• [Kutipan Sumber]
————
Persamaan Cara Berpikir Manusia dengan AI

Saat kecil kita diberikan input informasi. Misalnya seekor hewan dengan ciri-ciri yang disebutkan seseorang, kemudian menamainya dengan sebutan kucing/anjing. Sehingga setelah tumbuh besar, manusia bisa membedakan mana hewan kucing mana hewan anjing.

Cara Berpikir Mesin: Mesin diberikan input dalam bentuk angka-angka yang merepresentasikan panjang tubuh dan panjang moncong kucing dan anjing. Kemudian learning machine bertugas untuk membuat garis pembeda antara dua objek tersebut. Sehingga ketika sensor mesin menemukan objek yang mirip dengan input informasi, mesin akan mengidentifikasi secara tepat apakah objek tersebut kucing atau anjing. Dapat dikatakan bahwa di dalam mesin AI ada data dan label, sehingga dengan keduanya akan menciptakan persamaan matematika yang berubah-ubah sesuai dengan perubahan datanya sampai kepada proses training yang berujung pada data dan label baru pada objek. Namun kemampuan berpikir manusia lebih dari AI. Manusia memiliki kemampuan mengkategorisasi informasi, mana benda yang mirip tanpa harus diberi input informasi yang lain karena manusia bisa mencari persamaannya.
————
• [Tugas 1]
Tuliskan setiap kata dalam judul kutipan tentang cara berpikir manusia dan AI sesuai urutannya.
Baris-baris berikut tidak memiliki kaitan apa pun dengan kutipan.

[Baris Tersimpan]
————
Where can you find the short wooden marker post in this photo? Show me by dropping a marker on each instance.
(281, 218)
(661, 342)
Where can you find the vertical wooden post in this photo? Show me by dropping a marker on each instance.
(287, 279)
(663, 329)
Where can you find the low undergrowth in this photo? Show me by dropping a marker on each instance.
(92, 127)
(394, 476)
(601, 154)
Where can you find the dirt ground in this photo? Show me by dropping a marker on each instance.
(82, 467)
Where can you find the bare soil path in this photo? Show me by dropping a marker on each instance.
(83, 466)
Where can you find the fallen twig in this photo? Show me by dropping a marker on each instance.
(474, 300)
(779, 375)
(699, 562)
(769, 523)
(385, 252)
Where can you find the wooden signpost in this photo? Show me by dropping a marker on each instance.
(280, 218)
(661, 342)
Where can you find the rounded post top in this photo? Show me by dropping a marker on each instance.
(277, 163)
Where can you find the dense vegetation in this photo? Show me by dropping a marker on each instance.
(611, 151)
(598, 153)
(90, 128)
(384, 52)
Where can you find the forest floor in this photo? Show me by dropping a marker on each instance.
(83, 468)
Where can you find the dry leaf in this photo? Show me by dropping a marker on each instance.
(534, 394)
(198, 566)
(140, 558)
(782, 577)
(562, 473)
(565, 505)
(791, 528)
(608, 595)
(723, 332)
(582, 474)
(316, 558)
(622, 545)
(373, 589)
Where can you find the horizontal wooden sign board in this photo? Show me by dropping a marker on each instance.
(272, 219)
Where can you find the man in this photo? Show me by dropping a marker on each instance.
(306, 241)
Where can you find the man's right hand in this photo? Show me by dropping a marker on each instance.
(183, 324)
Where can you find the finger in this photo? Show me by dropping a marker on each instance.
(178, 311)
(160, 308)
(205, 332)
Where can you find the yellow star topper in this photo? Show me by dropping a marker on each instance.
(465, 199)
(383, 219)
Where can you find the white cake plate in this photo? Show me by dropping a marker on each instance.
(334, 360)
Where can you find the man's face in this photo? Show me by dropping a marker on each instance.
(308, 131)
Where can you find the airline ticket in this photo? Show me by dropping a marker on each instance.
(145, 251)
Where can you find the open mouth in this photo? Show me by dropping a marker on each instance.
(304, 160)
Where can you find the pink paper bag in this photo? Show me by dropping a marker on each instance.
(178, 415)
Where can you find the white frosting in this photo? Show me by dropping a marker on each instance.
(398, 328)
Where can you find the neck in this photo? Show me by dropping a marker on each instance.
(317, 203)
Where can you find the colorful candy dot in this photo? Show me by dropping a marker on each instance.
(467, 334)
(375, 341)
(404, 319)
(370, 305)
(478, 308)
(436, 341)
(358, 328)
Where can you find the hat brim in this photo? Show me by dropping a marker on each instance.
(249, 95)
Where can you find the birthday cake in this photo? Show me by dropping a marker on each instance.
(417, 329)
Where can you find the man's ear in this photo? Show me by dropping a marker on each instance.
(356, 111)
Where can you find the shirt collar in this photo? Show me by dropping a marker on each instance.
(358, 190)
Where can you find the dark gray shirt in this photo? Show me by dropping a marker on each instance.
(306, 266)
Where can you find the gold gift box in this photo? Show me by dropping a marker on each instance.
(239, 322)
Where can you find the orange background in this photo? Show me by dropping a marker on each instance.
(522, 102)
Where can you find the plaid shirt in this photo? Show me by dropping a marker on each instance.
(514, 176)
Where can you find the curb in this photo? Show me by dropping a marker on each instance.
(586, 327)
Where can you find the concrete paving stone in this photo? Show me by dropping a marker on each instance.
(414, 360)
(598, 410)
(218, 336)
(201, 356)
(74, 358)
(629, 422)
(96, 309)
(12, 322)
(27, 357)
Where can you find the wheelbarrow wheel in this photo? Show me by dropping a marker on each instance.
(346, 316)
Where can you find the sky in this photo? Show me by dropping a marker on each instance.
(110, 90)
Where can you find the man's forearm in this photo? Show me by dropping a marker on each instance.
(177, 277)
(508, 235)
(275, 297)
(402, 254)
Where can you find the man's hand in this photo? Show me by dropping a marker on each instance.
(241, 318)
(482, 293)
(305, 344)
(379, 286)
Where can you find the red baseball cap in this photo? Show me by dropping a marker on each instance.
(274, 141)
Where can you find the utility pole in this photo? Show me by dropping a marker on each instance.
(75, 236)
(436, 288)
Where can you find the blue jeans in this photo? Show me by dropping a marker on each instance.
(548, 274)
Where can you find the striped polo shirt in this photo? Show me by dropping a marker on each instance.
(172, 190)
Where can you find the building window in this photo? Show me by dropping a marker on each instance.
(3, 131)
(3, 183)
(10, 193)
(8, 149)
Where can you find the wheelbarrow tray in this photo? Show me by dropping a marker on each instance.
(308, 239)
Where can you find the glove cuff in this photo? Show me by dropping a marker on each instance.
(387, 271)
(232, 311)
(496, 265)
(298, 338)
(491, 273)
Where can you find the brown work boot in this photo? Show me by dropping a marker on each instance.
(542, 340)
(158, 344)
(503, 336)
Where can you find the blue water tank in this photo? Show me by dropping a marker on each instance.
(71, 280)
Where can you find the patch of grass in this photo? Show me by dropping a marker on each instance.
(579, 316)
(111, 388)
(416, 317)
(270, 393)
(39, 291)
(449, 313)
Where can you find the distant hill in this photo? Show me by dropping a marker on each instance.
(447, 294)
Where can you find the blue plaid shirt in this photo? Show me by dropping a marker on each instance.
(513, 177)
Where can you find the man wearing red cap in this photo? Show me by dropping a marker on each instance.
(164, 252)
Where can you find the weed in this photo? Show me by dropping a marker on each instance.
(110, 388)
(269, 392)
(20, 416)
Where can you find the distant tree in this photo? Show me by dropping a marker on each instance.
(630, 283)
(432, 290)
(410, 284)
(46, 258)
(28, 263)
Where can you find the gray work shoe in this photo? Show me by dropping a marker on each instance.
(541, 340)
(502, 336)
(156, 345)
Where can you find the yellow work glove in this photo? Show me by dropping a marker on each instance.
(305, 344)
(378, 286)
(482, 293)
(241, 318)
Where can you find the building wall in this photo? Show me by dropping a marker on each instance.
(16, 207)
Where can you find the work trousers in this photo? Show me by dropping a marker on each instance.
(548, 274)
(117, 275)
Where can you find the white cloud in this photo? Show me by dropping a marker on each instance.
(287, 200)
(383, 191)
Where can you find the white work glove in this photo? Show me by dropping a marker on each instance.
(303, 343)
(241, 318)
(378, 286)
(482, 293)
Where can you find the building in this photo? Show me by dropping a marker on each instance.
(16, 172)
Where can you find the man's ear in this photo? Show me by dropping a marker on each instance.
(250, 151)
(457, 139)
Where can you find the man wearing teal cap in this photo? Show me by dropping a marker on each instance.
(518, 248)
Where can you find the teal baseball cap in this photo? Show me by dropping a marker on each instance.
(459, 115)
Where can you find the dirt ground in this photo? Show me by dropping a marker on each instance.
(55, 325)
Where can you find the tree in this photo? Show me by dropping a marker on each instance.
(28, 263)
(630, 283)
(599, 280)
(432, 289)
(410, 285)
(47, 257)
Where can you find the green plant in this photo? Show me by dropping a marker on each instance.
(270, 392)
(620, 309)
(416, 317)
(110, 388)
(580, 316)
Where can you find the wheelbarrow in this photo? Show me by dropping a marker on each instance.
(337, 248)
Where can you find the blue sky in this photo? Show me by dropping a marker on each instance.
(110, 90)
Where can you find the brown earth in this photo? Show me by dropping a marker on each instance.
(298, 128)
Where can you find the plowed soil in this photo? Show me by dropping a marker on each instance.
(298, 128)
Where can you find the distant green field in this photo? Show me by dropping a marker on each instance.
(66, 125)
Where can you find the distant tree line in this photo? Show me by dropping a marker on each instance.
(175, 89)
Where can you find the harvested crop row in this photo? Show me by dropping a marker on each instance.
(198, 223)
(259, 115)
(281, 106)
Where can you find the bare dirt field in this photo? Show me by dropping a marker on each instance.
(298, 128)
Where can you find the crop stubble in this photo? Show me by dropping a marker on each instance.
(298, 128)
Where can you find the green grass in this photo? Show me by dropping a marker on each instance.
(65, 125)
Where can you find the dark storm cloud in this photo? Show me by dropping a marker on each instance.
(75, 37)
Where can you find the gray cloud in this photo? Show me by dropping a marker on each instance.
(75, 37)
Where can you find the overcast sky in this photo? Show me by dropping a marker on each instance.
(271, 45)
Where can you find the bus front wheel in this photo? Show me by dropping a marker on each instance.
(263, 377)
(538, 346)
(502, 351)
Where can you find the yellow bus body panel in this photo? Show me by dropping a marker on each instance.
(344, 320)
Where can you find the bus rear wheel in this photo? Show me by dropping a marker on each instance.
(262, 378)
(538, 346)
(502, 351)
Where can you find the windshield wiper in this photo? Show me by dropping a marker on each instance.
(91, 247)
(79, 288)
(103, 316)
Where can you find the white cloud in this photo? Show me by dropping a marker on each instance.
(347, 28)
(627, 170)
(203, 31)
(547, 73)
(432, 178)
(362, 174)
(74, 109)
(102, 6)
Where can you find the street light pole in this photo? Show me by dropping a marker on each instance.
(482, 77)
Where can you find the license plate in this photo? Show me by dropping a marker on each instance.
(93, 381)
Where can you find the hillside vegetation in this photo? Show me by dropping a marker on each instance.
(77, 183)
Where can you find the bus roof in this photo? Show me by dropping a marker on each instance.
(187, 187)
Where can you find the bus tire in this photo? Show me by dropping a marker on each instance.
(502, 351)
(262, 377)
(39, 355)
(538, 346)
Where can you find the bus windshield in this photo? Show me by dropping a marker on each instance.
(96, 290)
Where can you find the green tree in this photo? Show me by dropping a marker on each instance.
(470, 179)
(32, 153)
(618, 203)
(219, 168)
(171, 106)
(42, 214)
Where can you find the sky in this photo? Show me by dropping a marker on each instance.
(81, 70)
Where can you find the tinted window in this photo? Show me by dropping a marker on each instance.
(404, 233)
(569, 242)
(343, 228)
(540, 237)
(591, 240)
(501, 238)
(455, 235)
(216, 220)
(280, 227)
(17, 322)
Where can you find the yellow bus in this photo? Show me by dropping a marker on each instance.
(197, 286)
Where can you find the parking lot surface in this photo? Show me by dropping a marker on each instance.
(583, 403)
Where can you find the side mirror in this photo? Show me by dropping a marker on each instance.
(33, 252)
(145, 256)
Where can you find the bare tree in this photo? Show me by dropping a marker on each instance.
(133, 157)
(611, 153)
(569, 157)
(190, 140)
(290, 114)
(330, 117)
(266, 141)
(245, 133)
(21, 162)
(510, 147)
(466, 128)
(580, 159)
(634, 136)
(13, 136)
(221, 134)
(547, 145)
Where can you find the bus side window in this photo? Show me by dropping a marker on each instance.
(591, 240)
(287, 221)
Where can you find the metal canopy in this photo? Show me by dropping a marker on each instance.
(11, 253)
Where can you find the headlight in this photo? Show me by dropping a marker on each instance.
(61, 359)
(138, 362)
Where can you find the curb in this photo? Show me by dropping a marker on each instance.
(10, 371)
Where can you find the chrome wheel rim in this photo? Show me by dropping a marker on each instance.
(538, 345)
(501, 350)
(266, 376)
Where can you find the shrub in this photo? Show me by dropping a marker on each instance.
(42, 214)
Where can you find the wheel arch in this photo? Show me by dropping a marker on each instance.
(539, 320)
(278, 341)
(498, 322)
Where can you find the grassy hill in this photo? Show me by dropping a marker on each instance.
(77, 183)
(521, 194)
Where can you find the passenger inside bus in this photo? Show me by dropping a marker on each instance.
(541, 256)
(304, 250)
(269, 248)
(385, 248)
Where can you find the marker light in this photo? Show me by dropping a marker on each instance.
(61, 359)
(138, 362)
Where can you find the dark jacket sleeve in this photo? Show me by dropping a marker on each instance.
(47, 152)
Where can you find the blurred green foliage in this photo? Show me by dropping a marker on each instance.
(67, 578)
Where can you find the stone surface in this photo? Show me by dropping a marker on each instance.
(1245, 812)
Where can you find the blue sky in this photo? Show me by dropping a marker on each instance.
————
• [Tugas 2]
Kembalikan semua baris yang mengandung kata "yellow". Huruf besar dan huruf kecil dibedakan.

• [Jawaban yang Diharapkan 1]
Persamaan, Cara, Berpikir, Manusia, dengan, AI

• [Jawaban yang Diharapkan 2]
Where can you find the yellow star topper in this photo? Show me by dropping a marker on each instance.
Where can you find the yellow work glove in this photo? Show me by dropping a marker on each instance.
Where can you find the yellow bus body panel in this photo? Show me by dropping a marker on each instance.
Where can you find the yellow bus in this photo? Show me by dropping a marker on each instance.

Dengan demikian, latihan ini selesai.